Pull out each line of the records that contains the word "helpful".

:::::

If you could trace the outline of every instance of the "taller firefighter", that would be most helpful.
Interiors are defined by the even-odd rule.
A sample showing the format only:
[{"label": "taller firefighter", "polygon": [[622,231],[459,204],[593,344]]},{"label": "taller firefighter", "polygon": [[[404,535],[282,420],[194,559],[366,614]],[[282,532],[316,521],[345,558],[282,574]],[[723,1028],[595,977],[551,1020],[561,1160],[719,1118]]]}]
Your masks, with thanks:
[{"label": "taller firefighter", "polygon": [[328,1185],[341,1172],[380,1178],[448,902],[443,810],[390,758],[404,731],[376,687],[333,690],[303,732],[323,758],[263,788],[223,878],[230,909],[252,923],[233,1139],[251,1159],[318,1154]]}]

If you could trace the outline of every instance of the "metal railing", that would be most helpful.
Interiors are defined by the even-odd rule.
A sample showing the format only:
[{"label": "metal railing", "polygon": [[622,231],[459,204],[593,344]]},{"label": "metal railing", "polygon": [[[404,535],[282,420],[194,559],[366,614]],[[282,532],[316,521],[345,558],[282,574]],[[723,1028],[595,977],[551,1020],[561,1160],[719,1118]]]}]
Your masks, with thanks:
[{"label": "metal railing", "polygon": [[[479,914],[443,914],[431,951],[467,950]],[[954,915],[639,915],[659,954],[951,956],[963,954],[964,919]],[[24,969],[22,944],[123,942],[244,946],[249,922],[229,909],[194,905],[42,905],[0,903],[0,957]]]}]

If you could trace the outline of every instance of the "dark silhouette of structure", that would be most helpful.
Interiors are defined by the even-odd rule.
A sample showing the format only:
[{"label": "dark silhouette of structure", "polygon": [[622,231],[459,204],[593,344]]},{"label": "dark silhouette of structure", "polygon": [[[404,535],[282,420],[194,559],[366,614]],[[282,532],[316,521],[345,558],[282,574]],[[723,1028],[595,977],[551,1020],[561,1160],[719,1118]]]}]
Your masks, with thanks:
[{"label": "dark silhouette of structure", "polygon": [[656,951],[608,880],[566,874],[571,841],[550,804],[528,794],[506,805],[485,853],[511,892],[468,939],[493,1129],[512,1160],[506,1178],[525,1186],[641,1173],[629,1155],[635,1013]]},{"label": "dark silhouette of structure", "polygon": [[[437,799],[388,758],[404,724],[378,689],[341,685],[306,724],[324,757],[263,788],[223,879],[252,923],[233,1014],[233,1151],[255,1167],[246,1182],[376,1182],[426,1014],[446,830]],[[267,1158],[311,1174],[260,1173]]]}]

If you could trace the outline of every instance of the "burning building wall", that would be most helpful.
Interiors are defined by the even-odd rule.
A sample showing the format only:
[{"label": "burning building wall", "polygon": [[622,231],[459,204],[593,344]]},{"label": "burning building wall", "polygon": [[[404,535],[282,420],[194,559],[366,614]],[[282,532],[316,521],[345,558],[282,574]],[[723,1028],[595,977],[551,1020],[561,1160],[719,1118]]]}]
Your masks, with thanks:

:::::

● **FULL OUTPUT**
If you could trace the outline of every instance of the "taller firefighter", that would be most helpful.
If you could trace the outline of every instance of the "metal railing", that would be most helpful.
If you could trace the outline of every instance of the "dark silhouette of structure", that would be most helpful.
If you could trace the outline of every instance of the "burning building wall", that would be most helpful.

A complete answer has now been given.